→ **What to do**
Print, exactly as they stand, the lines from the start of the listing to the line containing "Target: short dark hair", inclusive.

→ **Source records**
=-=-=

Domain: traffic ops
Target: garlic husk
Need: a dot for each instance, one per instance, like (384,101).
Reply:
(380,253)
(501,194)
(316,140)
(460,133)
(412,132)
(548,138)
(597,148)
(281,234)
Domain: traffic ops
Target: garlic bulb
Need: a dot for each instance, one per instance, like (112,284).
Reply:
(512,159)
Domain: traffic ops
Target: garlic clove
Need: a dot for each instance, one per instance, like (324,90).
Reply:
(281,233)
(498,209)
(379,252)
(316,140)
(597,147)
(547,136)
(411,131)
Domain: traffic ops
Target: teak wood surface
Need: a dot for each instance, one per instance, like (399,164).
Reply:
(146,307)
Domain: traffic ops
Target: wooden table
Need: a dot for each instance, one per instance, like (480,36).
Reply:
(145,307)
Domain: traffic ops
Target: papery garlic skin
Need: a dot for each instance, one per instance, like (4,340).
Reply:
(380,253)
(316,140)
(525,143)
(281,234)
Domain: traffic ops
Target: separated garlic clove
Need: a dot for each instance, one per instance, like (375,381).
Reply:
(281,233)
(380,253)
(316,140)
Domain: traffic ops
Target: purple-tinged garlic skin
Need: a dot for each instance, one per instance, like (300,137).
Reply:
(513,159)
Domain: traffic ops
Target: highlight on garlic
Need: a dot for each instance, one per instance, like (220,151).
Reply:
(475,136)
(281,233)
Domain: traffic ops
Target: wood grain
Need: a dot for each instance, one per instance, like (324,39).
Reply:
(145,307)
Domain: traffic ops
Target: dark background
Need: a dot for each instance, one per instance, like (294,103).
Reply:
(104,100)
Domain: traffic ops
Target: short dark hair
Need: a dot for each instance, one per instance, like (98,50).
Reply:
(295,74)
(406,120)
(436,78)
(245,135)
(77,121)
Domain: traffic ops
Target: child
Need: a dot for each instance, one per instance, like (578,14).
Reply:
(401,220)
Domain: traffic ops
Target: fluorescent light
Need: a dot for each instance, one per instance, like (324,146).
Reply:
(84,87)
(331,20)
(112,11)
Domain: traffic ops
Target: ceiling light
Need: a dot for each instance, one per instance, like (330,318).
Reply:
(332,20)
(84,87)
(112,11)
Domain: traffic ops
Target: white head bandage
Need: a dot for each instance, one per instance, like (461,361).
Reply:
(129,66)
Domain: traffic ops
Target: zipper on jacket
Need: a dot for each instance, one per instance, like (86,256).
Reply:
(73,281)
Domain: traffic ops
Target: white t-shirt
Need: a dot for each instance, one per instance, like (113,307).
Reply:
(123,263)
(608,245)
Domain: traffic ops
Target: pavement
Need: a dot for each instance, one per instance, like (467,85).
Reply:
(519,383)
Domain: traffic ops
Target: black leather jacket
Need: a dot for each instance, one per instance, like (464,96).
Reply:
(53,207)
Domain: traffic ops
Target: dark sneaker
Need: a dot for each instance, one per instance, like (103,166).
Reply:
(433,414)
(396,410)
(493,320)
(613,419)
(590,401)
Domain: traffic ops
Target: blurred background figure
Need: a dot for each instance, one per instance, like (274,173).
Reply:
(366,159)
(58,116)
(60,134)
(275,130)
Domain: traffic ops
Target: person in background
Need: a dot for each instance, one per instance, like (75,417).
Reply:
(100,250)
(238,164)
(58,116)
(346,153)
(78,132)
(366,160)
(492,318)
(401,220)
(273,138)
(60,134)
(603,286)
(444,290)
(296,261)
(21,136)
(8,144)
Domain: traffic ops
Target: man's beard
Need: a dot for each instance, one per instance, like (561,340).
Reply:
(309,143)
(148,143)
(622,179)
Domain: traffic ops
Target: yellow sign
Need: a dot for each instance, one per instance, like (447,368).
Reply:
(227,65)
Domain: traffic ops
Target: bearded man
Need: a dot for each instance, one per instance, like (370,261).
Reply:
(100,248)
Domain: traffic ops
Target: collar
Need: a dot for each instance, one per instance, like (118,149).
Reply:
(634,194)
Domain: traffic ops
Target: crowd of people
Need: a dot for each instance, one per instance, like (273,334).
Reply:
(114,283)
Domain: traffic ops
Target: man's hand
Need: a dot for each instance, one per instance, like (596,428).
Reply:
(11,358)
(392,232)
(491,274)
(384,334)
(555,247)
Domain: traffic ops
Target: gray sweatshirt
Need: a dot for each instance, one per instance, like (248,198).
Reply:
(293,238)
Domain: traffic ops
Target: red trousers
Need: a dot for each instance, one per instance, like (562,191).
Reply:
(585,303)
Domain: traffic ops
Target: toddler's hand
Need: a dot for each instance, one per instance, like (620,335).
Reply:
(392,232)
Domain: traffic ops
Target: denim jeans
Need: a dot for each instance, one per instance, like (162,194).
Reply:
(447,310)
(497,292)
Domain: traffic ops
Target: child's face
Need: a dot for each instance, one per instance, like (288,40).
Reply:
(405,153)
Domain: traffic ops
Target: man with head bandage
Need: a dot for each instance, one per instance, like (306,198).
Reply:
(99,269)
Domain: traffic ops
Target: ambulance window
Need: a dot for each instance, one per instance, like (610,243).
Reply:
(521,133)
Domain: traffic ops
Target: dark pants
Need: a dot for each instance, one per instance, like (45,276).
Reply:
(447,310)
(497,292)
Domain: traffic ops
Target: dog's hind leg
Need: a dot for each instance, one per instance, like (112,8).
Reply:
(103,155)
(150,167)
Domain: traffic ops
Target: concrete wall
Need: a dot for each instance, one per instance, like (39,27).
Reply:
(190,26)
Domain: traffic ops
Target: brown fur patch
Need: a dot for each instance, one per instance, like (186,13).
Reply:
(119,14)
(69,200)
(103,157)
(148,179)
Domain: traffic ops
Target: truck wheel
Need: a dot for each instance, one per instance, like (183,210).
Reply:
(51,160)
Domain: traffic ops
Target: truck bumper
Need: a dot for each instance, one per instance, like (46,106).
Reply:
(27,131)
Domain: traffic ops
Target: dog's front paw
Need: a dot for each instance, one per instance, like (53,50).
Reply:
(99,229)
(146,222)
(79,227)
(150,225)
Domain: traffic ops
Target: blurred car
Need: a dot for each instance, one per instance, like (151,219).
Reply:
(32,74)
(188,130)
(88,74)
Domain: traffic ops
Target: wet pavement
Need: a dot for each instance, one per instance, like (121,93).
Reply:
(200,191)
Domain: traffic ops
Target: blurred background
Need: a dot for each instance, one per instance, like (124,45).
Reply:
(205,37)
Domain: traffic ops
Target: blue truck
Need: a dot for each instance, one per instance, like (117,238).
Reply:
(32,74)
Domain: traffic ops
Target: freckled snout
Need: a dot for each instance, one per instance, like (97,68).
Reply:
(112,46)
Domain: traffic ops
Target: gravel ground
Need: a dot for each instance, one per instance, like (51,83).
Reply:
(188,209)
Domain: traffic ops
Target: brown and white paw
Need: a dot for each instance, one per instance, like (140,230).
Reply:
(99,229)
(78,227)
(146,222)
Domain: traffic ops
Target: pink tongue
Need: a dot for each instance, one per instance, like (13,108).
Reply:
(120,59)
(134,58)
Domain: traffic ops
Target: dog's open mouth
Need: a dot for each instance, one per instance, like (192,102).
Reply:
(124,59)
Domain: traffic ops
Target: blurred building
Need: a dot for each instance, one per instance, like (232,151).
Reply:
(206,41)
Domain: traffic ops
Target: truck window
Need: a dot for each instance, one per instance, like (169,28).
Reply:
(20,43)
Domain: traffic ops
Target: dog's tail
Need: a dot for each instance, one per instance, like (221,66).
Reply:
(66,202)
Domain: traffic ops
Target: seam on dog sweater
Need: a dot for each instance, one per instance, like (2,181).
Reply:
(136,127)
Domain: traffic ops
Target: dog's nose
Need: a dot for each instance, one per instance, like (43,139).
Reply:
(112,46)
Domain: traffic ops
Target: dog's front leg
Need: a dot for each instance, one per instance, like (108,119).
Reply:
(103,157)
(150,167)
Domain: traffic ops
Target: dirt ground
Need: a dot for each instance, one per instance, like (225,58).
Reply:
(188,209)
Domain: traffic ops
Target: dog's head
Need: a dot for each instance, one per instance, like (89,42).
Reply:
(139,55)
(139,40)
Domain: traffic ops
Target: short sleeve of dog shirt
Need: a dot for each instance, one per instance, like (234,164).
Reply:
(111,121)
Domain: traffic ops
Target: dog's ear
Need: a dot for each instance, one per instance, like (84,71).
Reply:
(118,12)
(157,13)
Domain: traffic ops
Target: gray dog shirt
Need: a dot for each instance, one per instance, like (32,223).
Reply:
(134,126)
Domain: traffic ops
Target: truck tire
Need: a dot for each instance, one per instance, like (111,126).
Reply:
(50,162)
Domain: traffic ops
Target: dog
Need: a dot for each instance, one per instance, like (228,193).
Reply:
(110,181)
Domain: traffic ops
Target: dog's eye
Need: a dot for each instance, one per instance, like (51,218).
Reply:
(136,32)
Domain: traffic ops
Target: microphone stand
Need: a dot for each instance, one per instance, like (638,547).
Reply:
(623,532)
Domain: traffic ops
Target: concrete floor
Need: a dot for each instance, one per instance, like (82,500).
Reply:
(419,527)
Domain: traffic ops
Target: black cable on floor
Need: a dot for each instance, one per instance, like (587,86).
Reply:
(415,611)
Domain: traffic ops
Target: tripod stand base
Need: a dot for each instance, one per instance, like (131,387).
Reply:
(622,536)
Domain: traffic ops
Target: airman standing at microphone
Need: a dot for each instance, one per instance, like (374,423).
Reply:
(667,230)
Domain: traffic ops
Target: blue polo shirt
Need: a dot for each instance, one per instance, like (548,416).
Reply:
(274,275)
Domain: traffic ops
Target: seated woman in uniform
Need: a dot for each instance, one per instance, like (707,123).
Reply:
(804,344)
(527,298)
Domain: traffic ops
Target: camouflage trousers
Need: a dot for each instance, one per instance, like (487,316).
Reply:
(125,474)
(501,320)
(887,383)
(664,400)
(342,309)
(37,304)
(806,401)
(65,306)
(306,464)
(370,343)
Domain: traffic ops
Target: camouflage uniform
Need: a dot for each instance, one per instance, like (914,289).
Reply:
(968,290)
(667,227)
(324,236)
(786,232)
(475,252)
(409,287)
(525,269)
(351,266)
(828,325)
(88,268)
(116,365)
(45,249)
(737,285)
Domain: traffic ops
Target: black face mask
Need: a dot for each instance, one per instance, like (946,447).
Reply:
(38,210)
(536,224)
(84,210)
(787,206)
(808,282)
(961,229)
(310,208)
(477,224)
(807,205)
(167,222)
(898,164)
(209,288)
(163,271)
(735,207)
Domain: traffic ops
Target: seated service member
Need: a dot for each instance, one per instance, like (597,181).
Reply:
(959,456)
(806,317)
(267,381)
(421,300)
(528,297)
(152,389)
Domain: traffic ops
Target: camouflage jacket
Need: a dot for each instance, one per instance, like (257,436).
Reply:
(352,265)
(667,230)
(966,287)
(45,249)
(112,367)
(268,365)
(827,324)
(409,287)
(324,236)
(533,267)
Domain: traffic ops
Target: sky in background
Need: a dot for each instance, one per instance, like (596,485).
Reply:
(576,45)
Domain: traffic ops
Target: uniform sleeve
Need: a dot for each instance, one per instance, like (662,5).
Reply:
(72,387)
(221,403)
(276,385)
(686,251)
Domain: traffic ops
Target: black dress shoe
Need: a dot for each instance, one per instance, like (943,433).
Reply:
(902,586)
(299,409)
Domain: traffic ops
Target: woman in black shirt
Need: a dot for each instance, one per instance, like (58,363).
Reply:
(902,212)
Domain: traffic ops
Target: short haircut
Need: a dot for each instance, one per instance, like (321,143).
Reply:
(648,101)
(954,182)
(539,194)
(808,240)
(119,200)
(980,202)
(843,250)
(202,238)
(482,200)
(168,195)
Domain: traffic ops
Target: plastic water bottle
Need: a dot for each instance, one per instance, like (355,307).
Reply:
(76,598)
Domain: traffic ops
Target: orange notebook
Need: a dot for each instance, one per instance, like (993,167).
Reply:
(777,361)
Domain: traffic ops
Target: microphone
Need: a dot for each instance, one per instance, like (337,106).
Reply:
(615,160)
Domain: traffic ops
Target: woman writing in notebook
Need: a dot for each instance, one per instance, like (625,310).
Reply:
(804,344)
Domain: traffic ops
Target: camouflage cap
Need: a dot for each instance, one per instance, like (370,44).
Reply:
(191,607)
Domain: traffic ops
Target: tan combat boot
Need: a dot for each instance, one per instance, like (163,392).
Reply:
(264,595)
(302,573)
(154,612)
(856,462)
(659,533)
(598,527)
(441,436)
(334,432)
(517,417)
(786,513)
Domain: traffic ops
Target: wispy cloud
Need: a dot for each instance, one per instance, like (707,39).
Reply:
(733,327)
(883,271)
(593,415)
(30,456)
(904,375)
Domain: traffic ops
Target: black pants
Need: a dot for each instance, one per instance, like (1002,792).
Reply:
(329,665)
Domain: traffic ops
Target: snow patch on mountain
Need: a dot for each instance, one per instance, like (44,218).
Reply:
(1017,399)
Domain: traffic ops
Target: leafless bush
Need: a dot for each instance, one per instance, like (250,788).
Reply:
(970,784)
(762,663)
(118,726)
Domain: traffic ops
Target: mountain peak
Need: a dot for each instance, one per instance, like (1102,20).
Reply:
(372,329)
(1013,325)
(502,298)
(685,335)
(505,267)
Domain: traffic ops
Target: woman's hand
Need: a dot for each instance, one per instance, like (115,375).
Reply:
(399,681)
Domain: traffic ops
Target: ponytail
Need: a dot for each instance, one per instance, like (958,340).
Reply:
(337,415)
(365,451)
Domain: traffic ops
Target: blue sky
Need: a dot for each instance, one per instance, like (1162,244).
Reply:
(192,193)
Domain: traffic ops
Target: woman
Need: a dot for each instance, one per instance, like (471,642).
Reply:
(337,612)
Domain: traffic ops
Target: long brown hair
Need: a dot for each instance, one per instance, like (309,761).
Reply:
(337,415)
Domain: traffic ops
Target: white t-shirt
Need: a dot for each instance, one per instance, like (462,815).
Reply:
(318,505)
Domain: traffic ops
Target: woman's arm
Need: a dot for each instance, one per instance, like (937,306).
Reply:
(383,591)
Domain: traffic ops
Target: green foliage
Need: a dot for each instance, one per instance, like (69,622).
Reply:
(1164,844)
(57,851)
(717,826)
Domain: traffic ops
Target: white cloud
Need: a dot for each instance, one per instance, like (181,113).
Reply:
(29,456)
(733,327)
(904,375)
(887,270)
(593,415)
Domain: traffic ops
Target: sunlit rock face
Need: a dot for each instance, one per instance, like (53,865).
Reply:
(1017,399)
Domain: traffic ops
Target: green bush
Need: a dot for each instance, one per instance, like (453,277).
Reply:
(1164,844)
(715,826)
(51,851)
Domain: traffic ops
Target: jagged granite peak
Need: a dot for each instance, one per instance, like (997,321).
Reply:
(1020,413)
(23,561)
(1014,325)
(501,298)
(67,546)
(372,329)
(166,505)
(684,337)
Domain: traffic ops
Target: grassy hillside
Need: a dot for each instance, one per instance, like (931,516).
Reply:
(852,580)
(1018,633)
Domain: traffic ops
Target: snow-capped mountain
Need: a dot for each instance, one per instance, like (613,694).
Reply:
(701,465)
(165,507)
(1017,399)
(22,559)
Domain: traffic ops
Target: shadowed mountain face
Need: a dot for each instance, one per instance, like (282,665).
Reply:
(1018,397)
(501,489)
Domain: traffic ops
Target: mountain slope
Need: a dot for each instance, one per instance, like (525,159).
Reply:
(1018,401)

=-=-=

→ **Solved exercise**
Domain: traffic ops
Target: garlic husk
Need: a dot for each instance, one per instance, like (384,101).
Reply:
(380,253)
(501,194)
(316,140)
(460,133)
(412,132)
(548,138)
(597,148)
(281,234)
Domain: traffic ops
Target: garlic bulb
Need: a dot for each instance, one per instance, like (112,284).
Reply:
(512,159)
Domain: traffic ops
Target: garlic clove
Need: a dot for each instance, one per instance, like (324,90).
Reply:
(281,233)
(498,209)
(379,252)
(316,140)
(597,147)
(547,136)
(411,131)
Domain: traffic ops
Target: teak wood surface
Need: a dot for each instance, one per instance, like (399,164).
Reply:
(146,307)
Domain: traffic ops
Target: wooden table
Need: a dot for each instance, one per instance, like (480,36).
Reply:
(145,307)
Domain: traffic ops
Target: papery garlic skin
Need: a dot for each instance, one per instance, like (4,340).
Reply:
(380,253)
(316,140)
(525,143)
(281,234)
Domain: traffic ops
Target: separated garlic clove
Need: a dot for each instance, one per instance, like (375,381).
Reply:
(281,233)
(380,253)
(316,140)
Domain: traffic ops
Target: purple-tinged garlic skin
Need: a dot for each instance, one per instance, like (300,137).
Reply:
(513,159)
Domain: traffic ops
Target: highlight on garlic
Need: a dot for each instance, one per instance, like (220,151).
Reply:
(475,136)
(281,233)
Domain: traffic ops
Target: wood grain
Need: a dot for each instance, one per instance, like (324,39).
Reply:
(145,307)
Domain: traffic ops
Target: dark background
Need: a dot for each instance, one per instance, like (294,103).
Reply:
(104,100)
Domain: traffic ops
Target: short dark hair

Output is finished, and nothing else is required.